-- START --

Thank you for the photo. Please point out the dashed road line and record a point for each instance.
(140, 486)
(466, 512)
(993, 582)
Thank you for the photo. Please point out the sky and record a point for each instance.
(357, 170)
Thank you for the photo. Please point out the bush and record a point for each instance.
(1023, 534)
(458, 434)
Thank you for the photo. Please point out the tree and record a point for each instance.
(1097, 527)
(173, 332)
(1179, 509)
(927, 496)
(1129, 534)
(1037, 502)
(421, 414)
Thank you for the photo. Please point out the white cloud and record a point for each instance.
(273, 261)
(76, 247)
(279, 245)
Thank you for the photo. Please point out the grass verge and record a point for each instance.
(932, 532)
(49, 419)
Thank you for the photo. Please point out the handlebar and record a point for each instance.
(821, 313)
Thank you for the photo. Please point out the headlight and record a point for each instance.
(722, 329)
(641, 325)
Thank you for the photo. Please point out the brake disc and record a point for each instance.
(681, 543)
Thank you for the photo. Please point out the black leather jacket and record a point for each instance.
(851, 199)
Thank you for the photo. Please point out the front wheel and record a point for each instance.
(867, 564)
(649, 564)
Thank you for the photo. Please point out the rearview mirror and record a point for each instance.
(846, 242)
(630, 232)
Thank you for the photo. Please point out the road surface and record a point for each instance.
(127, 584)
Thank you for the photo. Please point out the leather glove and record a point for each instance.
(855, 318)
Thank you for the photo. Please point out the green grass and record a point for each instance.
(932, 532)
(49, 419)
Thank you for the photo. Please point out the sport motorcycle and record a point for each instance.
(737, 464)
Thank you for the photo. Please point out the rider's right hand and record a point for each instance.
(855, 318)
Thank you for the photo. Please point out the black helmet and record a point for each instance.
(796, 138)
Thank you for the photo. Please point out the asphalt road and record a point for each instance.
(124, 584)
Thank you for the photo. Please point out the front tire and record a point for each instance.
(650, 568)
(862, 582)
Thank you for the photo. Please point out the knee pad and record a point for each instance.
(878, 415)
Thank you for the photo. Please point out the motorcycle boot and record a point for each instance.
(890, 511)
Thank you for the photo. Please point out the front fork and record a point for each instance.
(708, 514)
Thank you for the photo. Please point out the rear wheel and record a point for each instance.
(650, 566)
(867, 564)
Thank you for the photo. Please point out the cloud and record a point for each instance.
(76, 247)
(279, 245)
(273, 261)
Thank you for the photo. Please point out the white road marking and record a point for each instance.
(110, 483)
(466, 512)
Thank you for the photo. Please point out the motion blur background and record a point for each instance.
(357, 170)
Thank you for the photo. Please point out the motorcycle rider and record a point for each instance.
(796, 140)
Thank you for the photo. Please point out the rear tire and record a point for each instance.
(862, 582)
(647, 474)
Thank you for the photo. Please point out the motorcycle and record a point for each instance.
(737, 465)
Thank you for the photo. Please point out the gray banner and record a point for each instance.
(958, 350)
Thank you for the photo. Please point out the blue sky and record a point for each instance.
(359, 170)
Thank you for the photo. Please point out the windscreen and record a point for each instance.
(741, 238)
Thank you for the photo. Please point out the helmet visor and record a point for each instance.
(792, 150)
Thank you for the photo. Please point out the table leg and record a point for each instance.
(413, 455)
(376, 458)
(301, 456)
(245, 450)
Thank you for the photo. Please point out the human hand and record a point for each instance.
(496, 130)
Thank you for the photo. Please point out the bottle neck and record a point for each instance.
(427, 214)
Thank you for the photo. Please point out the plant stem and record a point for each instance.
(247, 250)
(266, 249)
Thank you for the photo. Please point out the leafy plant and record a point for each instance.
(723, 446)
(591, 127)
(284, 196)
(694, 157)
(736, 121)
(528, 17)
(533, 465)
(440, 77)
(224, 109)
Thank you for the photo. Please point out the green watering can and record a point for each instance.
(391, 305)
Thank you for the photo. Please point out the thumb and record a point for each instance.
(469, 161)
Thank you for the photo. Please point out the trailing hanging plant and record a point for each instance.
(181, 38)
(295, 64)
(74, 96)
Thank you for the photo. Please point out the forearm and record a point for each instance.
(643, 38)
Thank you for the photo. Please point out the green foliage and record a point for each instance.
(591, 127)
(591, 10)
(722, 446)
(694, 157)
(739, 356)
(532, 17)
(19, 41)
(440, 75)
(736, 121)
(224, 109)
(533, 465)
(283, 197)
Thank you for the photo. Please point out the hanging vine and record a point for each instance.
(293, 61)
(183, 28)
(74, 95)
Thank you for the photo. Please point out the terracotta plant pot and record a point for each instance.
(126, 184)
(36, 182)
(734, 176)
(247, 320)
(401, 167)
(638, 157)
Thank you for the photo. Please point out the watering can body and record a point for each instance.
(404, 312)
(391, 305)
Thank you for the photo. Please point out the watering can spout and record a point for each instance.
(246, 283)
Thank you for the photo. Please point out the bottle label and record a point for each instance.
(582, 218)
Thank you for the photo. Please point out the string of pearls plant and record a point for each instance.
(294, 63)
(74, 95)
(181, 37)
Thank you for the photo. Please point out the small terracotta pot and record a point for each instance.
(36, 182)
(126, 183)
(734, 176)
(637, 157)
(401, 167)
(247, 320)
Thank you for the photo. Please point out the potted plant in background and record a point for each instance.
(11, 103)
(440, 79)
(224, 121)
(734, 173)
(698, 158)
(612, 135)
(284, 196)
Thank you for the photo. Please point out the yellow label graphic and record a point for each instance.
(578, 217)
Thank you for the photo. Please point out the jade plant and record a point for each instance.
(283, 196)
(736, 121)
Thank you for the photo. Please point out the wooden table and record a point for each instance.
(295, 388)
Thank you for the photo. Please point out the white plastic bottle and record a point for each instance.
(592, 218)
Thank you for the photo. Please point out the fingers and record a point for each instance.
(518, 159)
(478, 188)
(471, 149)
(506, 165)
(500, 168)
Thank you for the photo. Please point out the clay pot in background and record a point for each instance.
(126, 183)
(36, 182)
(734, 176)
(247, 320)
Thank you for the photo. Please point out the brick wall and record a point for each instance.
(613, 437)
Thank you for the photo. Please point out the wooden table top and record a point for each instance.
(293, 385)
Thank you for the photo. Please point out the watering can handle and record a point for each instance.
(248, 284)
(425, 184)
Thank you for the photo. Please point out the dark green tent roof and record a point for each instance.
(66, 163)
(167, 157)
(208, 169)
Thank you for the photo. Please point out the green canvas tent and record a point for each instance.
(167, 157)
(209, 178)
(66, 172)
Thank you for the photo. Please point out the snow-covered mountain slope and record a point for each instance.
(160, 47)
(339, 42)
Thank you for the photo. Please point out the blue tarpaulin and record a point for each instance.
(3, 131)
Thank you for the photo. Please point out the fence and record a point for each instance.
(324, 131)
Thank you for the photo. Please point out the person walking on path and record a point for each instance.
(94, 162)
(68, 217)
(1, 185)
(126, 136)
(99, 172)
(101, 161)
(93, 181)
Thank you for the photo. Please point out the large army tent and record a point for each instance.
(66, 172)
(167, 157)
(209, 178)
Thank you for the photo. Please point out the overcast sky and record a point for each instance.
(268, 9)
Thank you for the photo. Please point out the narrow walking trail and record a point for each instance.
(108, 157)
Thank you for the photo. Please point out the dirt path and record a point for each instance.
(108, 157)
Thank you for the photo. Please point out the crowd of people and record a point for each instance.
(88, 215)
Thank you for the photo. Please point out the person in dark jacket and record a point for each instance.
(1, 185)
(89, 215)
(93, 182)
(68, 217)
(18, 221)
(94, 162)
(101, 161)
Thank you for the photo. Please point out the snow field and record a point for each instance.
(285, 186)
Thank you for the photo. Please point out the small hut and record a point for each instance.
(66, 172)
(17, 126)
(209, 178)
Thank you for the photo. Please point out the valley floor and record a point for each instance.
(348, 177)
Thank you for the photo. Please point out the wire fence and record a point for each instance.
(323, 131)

-- END --

Could you output, as a numbered list, the lines of the entries from the one containing "Thank you for the photo. Please point out the dirt" through the last line of the entries, including both ends and leaving out any blank lines?

1. Thank you for the photo. Please point out the dirt path and record a point for each instance.
2. (108, 157)
3. Thank you for the photo. Please point out the crowd of people and record a point for each instance.
4. (88, 215)
5. Thank you for the photo. Please point out the person in dark jacket and record a point for each instance.
6. (1, 185)
7. (89, 215)
8. (93, 182)
9. (68, 217)
10. (18, 221)
11. (94, 162)
12. (101, 161)
13. Thank you for the photo. Please point out the snow field and record a point for each instance.
14. (285, 186)
15. Thank you for the photo. Please point out the small hut and record a point for each instance.
16. (66, 172)
17. (17, 126)
18. (209, 178)
19. Thank you for the photo. Please point out the valley floor and record a point for each instance.
20. (348, 177)
21. Thank you for the photo. Please point out the wire fence and record a point for each instance.
22. (323, 131)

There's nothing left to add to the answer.